TASK TO CARRY OUT: In the records below, return verbatim the lines from the one containing "Draw the outline of every instance of the paved" up to and including the one containing "Target: paved plaza".

+ + + + + + +

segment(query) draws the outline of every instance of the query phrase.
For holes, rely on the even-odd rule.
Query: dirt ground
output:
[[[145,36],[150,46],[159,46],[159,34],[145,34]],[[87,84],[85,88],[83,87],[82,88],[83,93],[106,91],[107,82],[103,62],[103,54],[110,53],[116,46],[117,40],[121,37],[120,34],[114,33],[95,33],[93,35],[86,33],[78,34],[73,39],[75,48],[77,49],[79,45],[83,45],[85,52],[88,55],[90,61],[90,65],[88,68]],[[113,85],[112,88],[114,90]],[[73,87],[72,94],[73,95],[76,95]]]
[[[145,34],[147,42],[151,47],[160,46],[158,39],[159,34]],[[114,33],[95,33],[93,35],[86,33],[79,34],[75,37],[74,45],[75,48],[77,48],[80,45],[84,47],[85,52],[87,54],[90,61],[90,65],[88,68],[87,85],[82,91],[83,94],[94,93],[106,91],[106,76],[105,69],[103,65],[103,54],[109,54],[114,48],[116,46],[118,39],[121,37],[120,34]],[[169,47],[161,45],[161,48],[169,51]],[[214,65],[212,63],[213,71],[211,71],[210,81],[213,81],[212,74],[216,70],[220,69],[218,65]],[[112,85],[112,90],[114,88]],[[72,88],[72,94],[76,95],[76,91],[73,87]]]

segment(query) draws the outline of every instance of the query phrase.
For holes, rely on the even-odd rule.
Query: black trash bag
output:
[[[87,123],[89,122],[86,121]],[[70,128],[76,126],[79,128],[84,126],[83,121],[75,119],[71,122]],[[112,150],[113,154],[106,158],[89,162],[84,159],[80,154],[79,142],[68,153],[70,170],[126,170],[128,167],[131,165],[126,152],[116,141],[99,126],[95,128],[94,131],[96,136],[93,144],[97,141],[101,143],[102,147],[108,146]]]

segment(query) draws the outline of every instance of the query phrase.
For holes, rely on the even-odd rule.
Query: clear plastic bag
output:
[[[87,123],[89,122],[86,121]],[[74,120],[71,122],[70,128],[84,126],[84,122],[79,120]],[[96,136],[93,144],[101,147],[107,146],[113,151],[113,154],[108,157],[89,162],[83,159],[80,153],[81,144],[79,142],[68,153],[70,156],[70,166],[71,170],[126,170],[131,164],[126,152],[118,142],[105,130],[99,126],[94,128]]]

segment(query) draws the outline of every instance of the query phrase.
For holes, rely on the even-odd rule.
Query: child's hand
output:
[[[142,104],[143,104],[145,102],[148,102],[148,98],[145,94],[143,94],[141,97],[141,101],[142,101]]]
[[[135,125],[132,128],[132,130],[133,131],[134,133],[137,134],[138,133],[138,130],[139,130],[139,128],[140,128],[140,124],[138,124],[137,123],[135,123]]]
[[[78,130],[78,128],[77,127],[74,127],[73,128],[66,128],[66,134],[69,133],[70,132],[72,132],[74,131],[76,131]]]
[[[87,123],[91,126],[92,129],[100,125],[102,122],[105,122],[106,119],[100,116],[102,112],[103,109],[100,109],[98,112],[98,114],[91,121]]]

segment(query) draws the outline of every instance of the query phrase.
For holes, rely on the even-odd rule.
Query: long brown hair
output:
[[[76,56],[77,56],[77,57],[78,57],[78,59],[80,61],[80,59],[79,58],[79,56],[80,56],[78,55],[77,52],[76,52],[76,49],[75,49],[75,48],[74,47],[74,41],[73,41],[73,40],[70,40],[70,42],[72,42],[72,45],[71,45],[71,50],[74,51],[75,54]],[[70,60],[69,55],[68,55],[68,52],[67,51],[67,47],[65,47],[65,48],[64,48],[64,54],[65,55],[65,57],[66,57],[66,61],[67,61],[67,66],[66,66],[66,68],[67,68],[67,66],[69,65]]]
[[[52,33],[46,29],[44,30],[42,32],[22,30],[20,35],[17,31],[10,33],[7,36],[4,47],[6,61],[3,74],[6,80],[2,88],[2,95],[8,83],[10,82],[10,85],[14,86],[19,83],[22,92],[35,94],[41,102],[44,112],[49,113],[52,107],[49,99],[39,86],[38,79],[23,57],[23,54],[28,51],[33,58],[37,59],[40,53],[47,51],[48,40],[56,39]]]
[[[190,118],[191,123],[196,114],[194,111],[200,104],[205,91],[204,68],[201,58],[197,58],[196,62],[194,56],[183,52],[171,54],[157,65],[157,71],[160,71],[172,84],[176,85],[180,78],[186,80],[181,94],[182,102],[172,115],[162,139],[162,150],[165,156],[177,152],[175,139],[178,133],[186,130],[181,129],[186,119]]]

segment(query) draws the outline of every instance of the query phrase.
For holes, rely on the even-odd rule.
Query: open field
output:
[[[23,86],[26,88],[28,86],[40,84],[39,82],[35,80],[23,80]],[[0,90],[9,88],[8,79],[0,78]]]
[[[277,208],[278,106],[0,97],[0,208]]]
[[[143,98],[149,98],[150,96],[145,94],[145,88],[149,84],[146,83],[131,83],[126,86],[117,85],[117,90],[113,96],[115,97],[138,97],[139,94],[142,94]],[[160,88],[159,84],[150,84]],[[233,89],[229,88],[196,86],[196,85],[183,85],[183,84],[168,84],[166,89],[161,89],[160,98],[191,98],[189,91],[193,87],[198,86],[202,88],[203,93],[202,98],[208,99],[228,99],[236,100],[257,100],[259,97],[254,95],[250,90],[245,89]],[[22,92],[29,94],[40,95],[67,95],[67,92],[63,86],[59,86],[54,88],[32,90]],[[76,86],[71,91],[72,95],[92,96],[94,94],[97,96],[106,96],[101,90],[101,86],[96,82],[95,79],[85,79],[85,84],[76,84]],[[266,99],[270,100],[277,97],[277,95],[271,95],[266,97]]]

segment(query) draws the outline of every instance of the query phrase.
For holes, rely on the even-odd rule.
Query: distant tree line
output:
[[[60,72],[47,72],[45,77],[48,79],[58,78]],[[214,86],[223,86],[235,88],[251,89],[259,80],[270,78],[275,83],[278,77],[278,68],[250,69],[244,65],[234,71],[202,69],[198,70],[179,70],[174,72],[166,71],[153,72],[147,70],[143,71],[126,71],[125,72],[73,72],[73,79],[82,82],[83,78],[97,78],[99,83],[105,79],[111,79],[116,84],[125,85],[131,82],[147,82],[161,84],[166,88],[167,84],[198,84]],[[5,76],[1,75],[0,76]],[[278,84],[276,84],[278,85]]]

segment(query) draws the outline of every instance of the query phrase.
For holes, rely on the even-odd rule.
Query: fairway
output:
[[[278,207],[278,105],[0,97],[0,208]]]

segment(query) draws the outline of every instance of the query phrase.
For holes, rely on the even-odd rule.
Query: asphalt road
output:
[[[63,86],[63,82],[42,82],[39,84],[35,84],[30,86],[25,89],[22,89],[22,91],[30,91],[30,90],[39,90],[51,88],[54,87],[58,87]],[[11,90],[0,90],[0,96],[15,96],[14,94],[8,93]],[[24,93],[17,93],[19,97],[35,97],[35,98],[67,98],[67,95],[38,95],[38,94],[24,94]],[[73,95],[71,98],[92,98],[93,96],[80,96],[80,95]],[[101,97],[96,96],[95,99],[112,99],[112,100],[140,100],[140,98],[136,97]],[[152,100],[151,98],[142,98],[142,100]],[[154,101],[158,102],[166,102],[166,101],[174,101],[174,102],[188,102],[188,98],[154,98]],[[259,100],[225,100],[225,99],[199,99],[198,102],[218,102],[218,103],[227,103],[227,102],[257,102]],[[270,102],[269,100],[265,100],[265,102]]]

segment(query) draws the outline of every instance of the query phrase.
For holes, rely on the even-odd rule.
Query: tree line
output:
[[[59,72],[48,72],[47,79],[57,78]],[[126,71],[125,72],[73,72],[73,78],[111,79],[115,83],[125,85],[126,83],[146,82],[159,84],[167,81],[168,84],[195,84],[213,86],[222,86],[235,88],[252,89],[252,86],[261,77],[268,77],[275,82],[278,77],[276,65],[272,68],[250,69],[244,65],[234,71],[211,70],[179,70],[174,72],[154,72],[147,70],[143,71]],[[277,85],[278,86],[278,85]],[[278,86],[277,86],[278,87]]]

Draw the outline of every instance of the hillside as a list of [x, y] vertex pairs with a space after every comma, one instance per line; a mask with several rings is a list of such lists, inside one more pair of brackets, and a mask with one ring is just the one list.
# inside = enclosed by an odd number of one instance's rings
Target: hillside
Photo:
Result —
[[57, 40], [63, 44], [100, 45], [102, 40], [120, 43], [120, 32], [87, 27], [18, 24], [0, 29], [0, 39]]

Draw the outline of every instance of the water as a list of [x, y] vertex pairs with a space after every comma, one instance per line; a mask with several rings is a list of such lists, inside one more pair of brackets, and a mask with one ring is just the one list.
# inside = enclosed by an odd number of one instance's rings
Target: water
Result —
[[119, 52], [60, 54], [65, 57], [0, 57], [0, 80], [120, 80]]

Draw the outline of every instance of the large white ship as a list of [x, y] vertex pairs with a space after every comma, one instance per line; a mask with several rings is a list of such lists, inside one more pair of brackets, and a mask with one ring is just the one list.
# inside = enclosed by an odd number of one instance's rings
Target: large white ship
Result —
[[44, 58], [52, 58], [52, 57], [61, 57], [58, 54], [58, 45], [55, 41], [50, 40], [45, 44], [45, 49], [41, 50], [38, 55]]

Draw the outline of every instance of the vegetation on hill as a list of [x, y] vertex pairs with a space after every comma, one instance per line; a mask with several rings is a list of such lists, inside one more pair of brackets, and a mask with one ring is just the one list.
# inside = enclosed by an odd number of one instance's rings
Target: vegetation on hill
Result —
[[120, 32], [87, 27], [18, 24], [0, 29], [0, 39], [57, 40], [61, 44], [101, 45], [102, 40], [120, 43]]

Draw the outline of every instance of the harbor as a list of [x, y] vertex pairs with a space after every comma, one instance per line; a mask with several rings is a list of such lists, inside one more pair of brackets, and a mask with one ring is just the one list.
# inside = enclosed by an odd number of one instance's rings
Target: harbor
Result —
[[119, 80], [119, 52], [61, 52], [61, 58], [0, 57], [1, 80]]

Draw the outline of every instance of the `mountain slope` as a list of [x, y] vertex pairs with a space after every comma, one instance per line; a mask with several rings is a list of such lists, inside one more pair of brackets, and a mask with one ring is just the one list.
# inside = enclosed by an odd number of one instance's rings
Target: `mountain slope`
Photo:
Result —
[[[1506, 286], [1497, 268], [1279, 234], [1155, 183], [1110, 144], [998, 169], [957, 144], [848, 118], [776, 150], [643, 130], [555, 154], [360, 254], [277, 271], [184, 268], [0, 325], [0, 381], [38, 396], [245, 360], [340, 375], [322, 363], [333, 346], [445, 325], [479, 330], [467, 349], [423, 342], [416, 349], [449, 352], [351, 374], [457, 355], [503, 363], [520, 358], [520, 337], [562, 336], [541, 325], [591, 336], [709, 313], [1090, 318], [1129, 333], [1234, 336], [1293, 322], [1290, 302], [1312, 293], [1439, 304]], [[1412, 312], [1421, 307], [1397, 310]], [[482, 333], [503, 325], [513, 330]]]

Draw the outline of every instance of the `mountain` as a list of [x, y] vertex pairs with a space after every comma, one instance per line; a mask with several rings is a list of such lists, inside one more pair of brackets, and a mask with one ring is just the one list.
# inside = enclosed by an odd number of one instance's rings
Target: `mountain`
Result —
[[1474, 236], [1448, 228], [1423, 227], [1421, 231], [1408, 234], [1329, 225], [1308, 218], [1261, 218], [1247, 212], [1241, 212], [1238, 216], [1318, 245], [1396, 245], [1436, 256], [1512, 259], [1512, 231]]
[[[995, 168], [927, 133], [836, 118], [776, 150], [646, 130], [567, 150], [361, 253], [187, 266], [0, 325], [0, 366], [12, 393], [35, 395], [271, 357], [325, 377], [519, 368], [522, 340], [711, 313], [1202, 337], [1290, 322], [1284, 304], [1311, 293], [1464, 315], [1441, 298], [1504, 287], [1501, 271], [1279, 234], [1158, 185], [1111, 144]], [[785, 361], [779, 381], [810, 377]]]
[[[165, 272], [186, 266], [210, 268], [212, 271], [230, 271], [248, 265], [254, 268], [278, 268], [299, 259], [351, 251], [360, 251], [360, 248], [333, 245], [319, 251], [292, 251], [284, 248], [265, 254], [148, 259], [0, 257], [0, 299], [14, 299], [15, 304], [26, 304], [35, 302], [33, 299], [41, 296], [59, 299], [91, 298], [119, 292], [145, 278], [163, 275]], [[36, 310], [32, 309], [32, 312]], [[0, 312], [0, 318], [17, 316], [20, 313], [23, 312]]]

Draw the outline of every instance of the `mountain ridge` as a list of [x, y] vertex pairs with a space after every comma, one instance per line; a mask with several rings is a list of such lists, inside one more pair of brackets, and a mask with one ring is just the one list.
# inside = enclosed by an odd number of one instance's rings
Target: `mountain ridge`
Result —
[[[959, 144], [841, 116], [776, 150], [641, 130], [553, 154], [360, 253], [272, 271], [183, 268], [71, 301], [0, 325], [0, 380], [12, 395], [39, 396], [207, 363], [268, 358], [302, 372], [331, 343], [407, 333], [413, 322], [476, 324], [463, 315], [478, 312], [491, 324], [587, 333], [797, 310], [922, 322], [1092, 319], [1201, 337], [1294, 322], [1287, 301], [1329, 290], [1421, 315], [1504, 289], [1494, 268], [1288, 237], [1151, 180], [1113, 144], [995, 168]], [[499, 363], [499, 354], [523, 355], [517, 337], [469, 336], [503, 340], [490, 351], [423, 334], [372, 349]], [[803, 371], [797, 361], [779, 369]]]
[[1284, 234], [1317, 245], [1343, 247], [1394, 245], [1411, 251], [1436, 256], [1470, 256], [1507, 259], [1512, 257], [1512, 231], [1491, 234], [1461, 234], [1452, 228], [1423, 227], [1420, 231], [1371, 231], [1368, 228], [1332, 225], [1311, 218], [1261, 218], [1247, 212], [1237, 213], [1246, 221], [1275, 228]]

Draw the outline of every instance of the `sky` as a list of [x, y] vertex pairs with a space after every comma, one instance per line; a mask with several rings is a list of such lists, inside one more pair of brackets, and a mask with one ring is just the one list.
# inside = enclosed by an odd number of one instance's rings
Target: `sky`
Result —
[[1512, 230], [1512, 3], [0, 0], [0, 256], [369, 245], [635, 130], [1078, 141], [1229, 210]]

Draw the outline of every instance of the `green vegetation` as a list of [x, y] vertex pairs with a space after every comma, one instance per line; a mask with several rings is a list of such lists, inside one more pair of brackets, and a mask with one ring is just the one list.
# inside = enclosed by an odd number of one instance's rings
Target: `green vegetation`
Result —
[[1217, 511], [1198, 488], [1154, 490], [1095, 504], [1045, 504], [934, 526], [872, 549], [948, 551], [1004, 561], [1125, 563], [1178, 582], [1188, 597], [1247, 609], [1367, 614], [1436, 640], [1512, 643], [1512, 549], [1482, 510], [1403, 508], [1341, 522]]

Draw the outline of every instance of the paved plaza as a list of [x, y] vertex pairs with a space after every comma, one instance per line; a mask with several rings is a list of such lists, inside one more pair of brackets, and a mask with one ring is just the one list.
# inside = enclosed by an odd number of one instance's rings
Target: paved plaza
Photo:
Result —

+ + + + + + +

RIGHT ANSWER:
Draw the outline of every instance of the paved plaza as a list of [x, y] vertex pairs with a space after every comma, one instance per line; a mask with several rings is a list of such lists, inside one more pair of brackets, and a mask with one ring is just the one list.
# inside = enclosed by an odd number of one instance's rings
Target: paved plaza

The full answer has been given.